• [TEXT SECTION]:
——————

HA: Mean creosote shrub height is not 3 m.
4. Calculate the t-statistic.
# claimed mean
mu <- 3
# number of observations
n <- length(creosote)
# sample mean
ybar <- mean(creosote)
# sample standard deviation
s <- sd(creosote)
# sample standard error
se <- s/sqrt(n)
# t-score
t <- (ybar-mu)/se
t[1] -27.84555
5. Calculate tcritical
t_critical <- qt(p = 0.05/2, df = n - 1, lower.tail = FALSE)
t_critical[1] 2.022691
6. Calculate the p-value
2*pt(q = t, df = n - 1, lower = TRUE)[1] 2.390222e-27
7. Draw the tstatistic and p-value
tdist_plot +
# this is the line on the right
annotate(geom = "linerange",
x = t,
ymin = 0,
ymax = 0.3,
linewidth = 1,
color = "#239a89") +
# this is the line on the left
annotate(geom = "linerange",
x = -t,
ymin = 0,
ymax = 0.3,
linewidth = 1,
color = "#239a89") +
scale_x_continuous(limits = c(-30, 30))
In this plot, the teal lines represent the tstatistic. They are way way way past the tcritical. I’m not plotting the p-value here, because I know for sure that the threshold has been met for me to think, “It’s so unlikely that these creosote shrubs come from a population with a mean height of 3 m that I actually think they came from a population with a different mean height.”

——————

• [GIVEN TASK A]: In the creosote shrub t-test walkthrough, what do the teal lines in the plot stand for?
• [GIVEN TASK B]: Continue the creosote shrub t-test walkthrough after its last sentence.

• [RECORD EXCERPTS]:

——————

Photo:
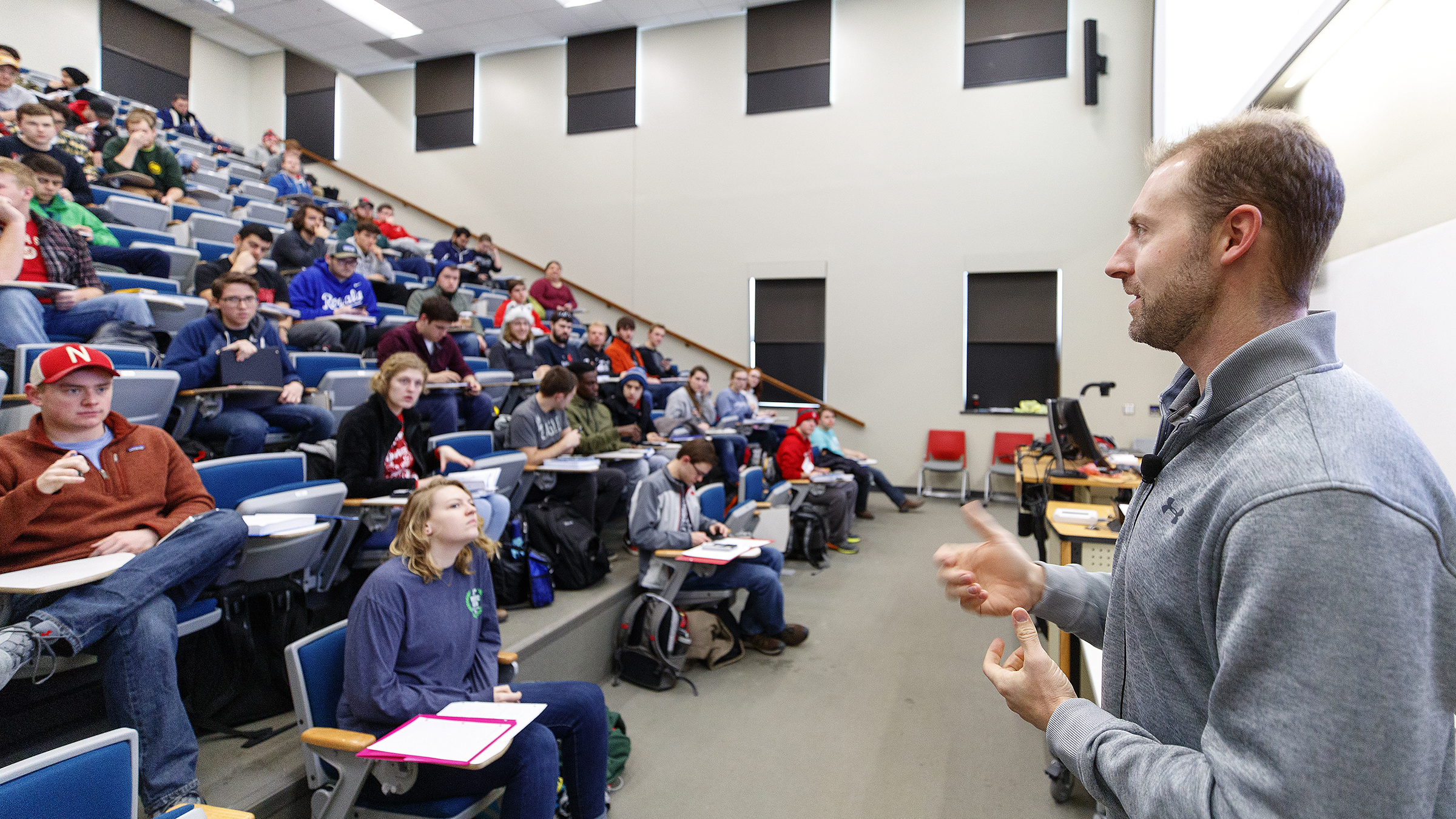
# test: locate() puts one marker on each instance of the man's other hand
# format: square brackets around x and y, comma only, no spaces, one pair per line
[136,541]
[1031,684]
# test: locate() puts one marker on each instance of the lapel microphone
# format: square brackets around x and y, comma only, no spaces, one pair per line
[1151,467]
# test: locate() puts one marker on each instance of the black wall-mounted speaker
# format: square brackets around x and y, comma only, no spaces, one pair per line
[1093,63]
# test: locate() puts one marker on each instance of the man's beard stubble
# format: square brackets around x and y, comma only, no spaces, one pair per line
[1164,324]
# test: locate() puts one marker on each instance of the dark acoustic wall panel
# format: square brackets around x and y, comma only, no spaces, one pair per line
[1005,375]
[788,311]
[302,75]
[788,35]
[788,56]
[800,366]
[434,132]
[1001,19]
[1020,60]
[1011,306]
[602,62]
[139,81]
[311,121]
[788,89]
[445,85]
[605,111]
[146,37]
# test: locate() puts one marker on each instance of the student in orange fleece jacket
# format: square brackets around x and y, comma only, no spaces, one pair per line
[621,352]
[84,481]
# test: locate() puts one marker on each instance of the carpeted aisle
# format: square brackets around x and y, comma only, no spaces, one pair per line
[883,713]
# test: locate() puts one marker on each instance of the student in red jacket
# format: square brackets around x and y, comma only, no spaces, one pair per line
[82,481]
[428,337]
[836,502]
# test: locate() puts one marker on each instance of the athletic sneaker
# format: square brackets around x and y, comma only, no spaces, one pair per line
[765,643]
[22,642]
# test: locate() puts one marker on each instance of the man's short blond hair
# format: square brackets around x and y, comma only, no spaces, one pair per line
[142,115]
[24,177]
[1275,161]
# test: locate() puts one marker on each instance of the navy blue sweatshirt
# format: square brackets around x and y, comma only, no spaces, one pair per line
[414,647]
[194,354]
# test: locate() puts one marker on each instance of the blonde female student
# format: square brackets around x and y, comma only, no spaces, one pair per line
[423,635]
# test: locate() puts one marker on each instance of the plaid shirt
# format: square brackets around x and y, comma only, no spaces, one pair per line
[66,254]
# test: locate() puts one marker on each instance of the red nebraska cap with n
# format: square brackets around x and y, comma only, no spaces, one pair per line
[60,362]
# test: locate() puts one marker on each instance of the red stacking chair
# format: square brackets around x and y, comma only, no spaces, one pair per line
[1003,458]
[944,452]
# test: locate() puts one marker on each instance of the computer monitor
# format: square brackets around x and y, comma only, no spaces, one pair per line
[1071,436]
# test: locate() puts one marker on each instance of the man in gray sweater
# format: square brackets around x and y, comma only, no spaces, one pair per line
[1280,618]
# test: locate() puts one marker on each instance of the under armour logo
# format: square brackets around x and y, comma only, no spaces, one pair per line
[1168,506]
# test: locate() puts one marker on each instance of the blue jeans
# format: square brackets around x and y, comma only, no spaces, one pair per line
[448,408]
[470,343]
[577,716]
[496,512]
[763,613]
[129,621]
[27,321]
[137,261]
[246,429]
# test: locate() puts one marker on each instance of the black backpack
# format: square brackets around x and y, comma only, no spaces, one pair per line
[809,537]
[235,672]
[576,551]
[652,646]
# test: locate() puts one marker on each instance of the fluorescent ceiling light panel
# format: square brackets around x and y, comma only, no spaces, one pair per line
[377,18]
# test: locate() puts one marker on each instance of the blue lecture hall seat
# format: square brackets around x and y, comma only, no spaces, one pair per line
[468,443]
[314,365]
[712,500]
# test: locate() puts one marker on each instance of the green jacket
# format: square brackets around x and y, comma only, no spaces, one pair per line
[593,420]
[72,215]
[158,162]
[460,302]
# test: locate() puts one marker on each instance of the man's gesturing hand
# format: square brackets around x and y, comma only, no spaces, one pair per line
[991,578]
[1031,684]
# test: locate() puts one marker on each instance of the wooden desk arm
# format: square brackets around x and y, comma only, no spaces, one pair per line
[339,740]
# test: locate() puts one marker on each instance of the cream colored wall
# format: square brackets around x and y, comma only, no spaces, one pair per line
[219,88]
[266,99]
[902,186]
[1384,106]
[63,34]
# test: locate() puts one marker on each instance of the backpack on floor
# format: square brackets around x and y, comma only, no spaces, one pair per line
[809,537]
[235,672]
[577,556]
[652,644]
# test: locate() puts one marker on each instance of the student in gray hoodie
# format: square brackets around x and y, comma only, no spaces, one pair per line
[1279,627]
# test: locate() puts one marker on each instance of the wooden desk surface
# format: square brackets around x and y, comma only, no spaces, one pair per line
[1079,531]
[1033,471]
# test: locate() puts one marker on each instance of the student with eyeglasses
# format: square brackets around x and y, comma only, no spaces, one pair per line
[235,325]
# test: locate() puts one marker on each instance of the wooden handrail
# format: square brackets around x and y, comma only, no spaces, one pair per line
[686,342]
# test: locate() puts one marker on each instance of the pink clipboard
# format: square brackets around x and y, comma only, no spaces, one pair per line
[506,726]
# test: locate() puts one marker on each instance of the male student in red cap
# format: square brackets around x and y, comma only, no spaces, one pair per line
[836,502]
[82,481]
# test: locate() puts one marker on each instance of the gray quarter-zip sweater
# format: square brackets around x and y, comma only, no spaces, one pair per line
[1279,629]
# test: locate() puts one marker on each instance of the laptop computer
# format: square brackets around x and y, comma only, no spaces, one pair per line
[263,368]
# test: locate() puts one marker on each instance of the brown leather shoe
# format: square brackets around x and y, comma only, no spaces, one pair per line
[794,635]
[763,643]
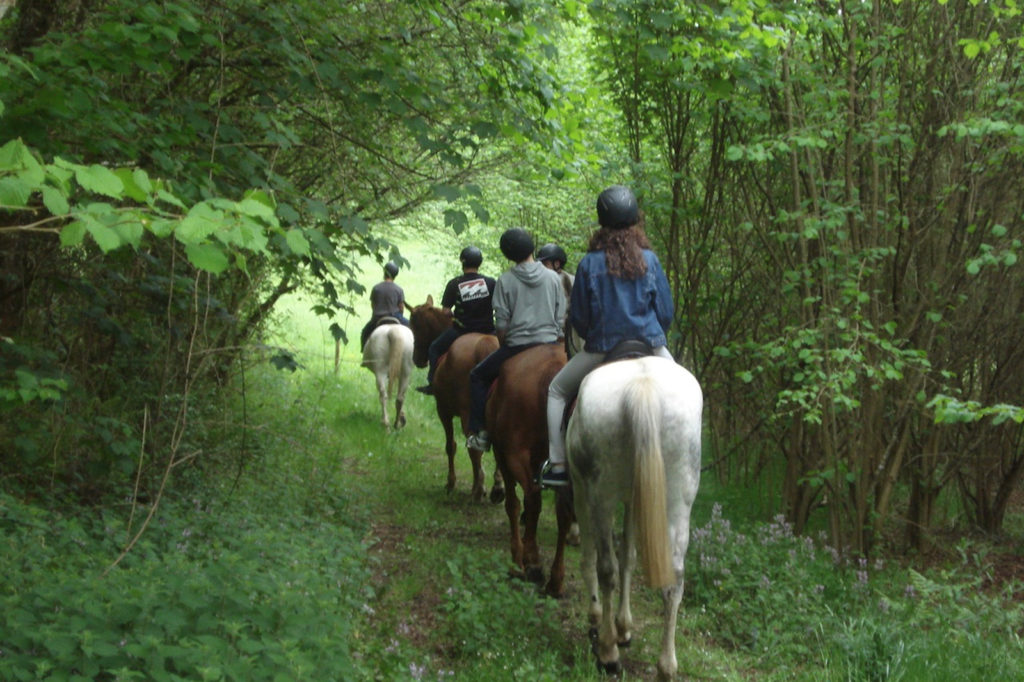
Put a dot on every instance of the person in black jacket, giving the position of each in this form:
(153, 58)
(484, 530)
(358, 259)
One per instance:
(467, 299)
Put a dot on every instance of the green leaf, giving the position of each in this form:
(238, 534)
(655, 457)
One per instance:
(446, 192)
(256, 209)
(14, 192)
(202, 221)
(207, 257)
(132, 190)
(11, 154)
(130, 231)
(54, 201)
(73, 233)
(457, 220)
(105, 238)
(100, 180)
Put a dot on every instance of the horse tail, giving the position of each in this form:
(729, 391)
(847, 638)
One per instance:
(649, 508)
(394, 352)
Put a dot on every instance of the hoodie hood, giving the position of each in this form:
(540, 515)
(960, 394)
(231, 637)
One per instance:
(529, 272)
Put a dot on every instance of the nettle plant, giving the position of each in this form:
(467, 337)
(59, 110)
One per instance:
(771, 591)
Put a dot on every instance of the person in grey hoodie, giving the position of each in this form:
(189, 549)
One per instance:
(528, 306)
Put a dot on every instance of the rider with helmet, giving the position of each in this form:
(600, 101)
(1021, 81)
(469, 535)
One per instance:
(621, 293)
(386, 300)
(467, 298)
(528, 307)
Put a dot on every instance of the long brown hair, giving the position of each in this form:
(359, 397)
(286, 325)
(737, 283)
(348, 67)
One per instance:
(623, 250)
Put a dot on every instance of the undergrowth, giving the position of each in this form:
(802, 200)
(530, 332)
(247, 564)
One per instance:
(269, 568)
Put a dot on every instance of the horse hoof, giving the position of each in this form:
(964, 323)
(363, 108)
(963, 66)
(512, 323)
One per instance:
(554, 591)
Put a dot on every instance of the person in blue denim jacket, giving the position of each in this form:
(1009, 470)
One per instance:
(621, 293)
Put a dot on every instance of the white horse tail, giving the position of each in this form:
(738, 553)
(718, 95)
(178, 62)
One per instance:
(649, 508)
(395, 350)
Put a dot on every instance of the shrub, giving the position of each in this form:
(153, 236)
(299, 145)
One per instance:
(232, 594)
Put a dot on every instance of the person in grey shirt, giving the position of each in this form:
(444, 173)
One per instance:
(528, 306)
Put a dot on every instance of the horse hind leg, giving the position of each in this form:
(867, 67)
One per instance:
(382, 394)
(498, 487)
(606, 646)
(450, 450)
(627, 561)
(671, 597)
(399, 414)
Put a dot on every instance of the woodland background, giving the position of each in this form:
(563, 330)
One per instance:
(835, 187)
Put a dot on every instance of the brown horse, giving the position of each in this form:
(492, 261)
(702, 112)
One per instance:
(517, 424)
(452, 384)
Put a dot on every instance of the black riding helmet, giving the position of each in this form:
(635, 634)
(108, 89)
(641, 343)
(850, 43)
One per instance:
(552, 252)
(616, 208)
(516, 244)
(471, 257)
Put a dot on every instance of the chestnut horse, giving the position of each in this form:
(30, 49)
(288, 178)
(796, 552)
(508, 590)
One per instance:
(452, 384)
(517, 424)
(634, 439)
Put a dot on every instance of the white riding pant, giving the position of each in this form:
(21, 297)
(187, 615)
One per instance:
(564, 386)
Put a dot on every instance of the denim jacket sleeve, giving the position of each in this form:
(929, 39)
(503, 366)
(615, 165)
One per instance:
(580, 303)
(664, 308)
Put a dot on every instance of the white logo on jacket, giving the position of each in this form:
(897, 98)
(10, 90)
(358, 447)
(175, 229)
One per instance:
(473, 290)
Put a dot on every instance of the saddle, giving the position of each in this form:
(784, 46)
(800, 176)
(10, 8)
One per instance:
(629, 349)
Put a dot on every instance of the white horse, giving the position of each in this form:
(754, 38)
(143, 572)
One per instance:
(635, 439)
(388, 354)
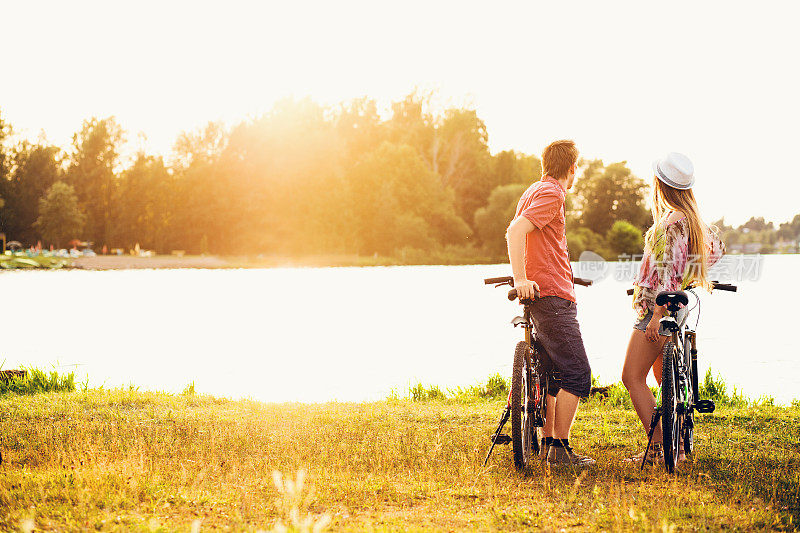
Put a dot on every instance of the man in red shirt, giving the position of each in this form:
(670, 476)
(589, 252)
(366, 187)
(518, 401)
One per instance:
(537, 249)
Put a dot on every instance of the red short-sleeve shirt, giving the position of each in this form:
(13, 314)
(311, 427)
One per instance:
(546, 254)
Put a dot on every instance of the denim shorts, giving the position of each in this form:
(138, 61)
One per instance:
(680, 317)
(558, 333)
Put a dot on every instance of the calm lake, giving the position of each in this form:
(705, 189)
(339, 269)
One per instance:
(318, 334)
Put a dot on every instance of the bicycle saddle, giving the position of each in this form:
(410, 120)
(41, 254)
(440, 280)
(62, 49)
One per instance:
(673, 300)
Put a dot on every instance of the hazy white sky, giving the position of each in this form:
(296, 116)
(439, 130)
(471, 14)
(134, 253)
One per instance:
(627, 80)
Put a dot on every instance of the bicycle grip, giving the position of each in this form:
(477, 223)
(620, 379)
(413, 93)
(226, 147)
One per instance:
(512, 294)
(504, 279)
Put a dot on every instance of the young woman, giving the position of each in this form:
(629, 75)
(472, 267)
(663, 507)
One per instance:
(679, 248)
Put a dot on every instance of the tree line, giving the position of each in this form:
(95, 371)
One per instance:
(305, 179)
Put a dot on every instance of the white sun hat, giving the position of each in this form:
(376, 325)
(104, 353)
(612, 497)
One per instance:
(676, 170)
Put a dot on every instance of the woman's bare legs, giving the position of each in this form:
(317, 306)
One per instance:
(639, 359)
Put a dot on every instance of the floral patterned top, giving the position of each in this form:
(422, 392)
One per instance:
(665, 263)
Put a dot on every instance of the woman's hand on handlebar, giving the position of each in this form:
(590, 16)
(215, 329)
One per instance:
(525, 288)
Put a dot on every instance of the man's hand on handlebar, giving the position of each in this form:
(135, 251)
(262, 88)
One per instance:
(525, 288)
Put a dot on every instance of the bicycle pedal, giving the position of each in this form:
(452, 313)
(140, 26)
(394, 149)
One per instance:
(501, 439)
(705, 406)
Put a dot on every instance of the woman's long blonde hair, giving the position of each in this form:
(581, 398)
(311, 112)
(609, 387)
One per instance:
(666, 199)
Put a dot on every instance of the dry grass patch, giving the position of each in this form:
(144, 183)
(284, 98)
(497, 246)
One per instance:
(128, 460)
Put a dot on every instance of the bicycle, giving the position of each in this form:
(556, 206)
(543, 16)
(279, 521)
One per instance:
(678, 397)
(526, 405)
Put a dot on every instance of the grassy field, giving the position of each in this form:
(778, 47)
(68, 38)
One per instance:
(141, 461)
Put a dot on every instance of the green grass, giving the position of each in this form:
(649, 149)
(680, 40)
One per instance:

——————

• [TASK RESPONSE A]: The t-statistic.

• [TASK RESPONSE B]:
8. Use t.test()
t.test(creosote, mu = 3)
One Sample t-test
data: creosote
t = -27.846, df = 39, p-value < 2.2e-16
alternative hypothesis: true mean is not equal to 3
95 percent confidence interval:
1.743134 1.913366
sample estimates:
mean of x
1.82825
9. Report your findings
We tested the hypothesis that creosote height was different from the claim of 3 m. We measured the height of 40 creosote shrubs and found a significant difference between our sample and the claim (two-tailed one sample t-test, t(39) = -27.8, p < 0.001, \(\alpha\) = 0.05).
For most tests, the information in the parentheses would be:
(test, distribution(degrees of freedom) = test statistic, p-value, \(\alpha\)).
This changes slightly based on the test, but this is the general form.